[EXTRAIT PRÉSENTÉ]

Une inspection appuyée de l’Agence française anticorruption (Afa), au sein du CHU de Bordeaux, avait levé le lièvre en 2018. Ce service indépendant chargé d’auditer les dispositifs contre les atteintes à la probité s’était notamment penché sur le cas du professeur Dominique Breilh. Entre 2015 et 2018, cette pharmacienne cumulait la présidence de la Commission des produits de santé et innovations thérapeutiques (Copsit), cheffe du pôle « produits de santé » de la pharmacie à usage intérieur, dont elle était également gérante. Un acteur « stratégique » dans l’orientation de la commande de médicaments avait conclu l’Afa, même si le professeur n’achetait pas directement les médicaments.

[/EXTRAIT PRÉSENTÉ]

▶ [MISE EN PRATIQUE]
- A) Recopiez l'extrait en commençant à « Une inspection appuyée » et en terminant à « directement les médicaments. », en remplaçant « pharmacienne » par « spécialiste ».
- B) D'après l'extrait, quelle commission Dominique Breilh présidait-elle entre 2015 et 2018 ?
Appuyez-vous uniquement sur l'extrait pour répondre.

[LIGNES PRÉSENTÉES]

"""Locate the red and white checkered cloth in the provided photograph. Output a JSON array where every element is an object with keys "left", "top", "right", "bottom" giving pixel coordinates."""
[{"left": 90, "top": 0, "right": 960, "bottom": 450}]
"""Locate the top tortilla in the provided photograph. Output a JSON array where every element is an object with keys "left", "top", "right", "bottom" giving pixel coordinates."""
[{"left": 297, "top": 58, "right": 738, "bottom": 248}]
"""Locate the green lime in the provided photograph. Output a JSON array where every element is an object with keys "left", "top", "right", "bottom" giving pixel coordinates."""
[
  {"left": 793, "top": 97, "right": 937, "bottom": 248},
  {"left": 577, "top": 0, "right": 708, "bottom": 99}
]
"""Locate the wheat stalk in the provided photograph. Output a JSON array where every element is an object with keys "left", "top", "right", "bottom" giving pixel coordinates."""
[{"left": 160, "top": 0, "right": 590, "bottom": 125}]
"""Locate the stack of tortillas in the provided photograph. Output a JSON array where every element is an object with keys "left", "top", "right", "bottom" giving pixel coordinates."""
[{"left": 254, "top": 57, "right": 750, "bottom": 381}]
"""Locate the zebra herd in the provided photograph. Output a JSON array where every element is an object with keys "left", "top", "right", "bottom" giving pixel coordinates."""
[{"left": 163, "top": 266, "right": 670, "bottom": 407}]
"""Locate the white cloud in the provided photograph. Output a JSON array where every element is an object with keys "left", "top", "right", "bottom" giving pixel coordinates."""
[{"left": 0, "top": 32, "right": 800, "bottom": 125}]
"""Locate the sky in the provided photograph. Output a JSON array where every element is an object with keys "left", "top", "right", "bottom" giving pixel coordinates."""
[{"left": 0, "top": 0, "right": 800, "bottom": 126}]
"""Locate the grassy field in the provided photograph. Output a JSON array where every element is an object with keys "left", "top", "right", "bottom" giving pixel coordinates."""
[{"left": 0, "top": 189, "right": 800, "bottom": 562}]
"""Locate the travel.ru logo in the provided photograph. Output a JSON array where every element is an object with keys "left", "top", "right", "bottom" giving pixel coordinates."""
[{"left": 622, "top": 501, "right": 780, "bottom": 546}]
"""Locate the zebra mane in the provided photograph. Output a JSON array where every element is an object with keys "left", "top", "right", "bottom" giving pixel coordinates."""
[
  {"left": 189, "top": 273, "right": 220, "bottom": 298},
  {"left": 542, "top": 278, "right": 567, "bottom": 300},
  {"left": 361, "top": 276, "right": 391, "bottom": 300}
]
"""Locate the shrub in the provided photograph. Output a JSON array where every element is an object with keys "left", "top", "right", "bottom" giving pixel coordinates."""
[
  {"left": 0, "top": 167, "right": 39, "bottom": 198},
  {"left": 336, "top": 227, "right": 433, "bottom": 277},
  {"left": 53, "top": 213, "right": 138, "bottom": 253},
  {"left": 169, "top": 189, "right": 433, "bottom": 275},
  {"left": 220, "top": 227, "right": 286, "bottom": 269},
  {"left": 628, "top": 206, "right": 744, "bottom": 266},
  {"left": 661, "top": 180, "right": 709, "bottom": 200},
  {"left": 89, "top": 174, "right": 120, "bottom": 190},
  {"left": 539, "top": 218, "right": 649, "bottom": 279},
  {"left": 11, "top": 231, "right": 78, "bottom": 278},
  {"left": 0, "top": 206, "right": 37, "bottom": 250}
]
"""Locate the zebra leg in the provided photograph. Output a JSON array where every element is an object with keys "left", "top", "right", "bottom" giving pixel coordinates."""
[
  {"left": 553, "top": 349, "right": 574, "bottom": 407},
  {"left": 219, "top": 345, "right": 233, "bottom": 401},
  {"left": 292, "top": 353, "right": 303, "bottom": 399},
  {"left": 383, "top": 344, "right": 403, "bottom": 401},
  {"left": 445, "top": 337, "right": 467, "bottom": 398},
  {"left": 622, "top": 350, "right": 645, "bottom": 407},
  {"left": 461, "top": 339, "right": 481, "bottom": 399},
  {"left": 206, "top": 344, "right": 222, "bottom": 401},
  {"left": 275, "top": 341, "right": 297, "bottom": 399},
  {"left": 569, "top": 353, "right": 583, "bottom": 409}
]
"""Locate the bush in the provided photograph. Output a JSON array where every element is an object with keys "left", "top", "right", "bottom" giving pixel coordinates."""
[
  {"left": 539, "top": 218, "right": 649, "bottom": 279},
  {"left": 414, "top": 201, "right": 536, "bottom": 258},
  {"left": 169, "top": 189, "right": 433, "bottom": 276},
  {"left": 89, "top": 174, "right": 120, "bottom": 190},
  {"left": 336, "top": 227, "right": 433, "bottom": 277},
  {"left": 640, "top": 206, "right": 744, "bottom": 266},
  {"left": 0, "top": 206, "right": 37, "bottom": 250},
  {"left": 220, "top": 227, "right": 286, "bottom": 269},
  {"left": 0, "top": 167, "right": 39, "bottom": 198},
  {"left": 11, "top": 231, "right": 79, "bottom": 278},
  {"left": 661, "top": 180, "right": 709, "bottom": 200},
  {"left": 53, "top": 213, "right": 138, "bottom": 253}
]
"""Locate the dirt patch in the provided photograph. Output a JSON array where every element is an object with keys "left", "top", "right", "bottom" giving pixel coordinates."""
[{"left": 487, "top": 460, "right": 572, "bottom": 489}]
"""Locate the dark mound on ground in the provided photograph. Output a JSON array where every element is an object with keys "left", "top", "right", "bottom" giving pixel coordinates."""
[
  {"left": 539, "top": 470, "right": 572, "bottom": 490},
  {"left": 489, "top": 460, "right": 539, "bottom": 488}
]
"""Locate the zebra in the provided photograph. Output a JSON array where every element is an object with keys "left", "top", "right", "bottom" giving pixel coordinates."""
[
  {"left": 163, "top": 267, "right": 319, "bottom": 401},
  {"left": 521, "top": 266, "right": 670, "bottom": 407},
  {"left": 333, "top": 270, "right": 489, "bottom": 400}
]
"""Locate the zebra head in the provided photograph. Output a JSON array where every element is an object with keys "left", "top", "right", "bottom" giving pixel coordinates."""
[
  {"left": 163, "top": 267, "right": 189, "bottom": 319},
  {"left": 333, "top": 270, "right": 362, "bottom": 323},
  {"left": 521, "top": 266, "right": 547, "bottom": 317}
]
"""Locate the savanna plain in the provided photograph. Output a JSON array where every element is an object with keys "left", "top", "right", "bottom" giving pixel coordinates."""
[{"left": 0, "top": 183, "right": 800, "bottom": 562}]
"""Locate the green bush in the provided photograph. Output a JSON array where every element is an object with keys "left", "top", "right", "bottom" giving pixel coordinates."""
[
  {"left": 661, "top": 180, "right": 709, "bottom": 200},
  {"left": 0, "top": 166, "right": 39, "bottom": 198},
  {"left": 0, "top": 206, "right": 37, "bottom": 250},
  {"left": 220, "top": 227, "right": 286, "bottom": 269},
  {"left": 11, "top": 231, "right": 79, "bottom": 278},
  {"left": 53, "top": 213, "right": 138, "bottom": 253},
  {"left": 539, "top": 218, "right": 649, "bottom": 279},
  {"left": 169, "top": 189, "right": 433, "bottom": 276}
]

[/LIGNES PRÉSENTÉES]

▶ [RÉPONSES NUMÉROTÉES]
- A)
Une inspection appuyée de l’Agence française anticorruption (Afa), au sein du CHU de Bordeaux, avait levé le lièvre en 2018. Ce service indépendant chargé d’auditer les dispositifs contre les atteintes à la probité s’était notamment penché sur le cas du professeur Dominique Breilh. Entre 2015 et 2018, cette spécialiste cumulait la présidence de la Commission des produits de santé et innovations thérapeutiques (Copsit), cheffe du pôle « produits de santé » de la pharmacie à usage intérieur, dont elle était également gérante. Un acteur « stratégique » dans l’orientation de la commande de médicaments avait conclu l’Afa, même si le professeur n’achetait pas directement les médicaments.

- B) La Commission des produits de santé et innovations thérapeutiques (Copsit).